Data extracted from a collection ▸
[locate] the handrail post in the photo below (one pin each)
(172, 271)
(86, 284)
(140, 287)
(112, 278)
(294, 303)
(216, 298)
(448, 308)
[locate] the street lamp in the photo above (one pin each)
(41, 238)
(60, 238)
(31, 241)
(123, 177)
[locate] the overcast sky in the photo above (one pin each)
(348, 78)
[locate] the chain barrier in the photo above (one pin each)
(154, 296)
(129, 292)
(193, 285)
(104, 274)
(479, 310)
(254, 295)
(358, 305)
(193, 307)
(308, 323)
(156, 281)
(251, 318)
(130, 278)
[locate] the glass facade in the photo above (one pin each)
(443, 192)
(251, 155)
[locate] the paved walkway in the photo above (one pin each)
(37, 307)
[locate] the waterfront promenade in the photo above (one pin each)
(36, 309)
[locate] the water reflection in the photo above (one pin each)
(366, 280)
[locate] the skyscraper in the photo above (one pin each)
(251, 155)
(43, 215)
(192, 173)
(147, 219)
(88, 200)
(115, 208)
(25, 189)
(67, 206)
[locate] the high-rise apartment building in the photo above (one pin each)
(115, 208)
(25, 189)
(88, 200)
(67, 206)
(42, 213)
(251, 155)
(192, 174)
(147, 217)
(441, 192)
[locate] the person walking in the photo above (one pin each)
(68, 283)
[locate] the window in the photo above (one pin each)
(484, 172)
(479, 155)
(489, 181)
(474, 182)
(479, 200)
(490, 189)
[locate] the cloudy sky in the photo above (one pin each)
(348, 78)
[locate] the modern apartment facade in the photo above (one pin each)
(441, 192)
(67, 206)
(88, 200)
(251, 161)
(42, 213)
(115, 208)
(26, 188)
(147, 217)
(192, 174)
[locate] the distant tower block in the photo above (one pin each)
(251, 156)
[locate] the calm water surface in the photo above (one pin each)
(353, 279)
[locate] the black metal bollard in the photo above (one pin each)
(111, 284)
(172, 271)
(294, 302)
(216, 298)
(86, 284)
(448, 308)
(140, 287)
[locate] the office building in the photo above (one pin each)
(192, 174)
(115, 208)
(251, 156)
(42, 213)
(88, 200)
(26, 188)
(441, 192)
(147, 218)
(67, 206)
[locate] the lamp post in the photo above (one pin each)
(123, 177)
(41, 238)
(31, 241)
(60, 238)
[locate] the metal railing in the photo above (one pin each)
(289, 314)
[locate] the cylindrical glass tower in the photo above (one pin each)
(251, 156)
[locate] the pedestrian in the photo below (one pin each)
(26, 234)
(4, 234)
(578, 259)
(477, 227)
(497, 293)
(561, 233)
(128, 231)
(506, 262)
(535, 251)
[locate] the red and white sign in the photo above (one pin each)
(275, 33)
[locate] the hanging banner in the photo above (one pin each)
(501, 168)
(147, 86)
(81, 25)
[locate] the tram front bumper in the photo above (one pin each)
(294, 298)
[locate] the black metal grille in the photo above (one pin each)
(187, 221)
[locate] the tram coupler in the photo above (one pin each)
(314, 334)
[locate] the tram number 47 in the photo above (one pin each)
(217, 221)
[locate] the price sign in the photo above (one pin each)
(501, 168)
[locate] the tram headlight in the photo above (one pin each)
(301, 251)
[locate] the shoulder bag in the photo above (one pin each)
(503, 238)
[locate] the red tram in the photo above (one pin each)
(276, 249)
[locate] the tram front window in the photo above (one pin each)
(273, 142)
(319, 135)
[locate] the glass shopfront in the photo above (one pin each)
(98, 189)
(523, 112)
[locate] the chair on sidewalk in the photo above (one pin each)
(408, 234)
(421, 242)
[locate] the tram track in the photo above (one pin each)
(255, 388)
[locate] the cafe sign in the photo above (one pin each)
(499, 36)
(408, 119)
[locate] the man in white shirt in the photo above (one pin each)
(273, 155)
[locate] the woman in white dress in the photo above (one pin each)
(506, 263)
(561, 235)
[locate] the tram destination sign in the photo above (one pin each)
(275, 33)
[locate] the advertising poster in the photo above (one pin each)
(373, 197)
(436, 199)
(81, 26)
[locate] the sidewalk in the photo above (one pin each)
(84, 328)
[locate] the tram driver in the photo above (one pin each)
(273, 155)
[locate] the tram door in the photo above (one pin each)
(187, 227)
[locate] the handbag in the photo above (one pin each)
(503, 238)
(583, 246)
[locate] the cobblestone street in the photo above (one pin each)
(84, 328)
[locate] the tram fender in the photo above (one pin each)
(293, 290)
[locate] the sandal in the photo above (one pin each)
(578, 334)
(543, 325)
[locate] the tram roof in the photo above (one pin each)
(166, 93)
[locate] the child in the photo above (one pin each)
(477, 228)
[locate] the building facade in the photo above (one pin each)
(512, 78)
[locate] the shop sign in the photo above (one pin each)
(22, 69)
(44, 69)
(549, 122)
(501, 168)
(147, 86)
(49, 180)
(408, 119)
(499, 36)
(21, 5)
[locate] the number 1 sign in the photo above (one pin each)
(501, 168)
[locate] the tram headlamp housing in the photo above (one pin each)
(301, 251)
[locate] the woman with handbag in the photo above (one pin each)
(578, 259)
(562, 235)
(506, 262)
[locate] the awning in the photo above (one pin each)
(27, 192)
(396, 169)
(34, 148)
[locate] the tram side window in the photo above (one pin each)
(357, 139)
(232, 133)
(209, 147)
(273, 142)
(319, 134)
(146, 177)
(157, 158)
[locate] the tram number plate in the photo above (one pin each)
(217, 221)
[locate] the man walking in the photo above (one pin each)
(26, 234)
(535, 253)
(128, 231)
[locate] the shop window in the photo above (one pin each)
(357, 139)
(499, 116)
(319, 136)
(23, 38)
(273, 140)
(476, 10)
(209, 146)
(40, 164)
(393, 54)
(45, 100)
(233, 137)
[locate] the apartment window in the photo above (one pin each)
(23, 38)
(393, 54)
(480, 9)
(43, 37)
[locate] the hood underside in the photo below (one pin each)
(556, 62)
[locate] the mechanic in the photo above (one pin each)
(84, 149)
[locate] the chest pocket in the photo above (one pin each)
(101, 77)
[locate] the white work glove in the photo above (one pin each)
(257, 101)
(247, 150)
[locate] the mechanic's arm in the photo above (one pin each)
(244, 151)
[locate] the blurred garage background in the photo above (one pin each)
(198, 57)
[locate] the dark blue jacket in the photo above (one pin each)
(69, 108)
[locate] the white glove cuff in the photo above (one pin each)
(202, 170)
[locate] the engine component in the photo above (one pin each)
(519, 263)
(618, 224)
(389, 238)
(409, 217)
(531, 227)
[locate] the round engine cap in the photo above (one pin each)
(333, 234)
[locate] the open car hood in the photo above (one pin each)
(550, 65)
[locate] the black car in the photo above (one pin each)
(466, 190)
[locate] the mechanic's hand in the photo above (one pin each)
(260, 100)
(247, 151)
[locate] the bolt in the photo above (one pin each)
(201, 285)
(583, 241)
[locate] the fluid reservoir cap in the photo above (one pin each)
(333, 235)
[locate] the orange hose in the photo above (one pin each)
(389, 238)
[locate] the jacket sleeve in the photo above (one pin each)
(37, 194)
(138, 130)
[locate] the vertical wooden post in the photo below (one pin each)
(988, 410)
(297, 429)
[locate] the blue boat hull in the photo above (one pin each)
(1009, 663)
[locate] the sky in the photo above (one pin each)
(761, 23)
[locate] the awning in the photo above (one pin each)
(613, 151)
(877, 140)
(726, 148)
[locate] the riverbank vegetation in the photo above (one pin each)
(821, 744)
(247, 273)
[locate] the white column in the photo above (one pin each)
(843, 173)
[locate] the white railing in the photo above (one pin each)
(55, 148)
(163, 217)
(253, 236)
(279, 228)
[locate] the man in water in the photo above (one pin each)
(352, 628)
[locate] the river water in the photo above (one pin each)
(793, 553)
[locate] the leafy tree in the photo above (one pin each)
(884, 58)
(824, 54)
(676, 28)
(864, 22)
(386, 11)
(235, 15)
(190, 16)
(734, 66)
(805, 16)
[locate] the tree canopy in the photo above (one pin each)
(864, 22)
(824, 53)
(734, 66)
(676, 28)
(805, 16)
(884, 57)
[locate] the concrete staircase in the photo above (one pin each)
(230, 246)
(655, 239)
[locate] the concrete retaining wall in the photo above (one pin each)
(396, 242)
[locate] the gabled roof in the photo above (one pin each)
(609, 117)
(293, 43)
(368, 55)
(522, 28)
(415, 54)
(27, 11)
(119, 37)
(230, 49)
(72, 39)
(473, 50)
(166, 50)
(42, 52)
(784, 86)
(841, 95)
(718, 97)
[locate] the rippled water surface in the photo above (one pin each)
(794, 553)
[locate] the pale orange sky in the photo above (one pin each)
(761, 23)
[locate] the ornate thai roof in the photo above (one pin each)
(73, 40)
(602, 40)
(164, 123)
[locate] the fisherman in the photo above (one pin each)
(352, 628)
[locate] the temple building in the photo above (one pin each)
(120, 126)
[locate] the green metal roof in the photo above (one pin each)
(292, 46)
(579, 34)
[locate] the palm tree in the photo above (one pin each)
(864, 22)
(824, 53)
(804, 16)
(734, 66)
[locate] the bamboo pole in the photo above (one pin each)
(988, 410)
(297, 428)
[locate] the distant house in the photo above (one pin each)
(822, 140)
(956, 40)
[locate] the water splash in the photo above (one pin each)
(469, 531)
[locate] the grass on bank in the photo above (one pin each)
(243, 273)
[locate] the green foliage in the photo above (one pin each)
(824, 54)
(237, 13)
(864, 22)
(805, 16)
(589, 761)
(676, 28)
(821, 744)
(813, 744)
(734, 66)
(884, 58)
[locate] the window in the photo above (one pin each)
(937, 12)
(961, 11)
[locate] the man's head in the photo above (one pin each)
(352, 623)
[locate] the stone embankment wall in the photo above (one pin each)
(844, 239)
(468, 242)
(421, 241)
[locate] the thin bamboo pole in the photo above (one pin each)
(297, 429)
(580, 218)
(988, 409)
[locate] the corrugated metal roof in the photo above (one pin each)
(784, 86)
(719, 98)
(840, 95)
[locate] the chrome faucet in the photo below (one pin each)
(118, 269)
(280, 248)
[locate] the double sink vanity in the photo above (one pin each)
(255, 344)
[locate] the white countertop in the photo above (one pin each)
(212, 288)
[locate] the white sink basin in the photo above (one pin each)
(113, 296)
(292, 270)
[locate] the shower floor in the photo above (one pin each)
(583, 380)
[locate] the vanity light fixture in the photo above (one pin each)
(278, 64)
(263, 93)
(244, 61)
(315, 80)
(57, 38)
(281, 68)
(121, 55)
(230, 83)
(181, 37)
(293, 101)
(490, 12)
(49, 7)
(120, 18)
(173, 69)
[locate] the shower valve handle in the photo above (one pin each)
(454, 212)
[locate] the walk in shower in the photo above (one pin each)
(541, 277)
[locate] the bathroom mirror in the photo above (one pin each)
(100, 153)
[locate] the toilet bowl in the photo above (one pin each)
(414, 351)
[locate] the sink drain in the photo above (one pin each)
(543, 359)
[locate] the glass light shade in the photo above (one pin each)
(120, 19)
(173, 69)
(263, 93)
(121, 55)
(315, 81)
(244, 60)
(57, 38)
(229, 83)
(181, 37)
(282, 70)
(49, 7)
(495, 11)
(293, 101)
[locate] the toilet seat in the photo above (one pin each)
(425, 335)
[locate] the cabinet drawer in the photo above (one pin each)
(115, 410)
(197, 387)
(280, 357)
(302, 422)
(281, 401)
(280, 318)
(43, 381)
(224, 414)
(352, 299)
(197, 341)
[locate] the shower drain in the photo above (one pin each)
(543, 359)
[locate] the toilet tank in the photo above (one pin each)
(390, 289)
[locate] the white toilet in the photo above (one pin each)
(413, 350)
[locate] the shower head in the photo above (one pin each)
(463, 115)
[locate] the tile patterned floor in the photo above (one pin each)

WRITTEN PROBLEM ▸ Output the lines of the material above as a numbered list, beginning at the line that contains "[locate] the shower drain" and continuing through the final line of the material. Leave out any blank lines.

SOLUTION TO THIS EXERCISE ▸
1. [locate] the shower drain in the photo above (one pin each)
2. (543, 359)
3. [locate] the toilet tank in the photo above (one pin each)
4. (390, 289)
5. [locate] the white toilet in the photo above (one pin each)
6. (413, 350)
7. [locate] the shower head in the photo above (one pin each)
8. (463, 115)
9. [locate] the tile patterned floor in the photo above (one pin each)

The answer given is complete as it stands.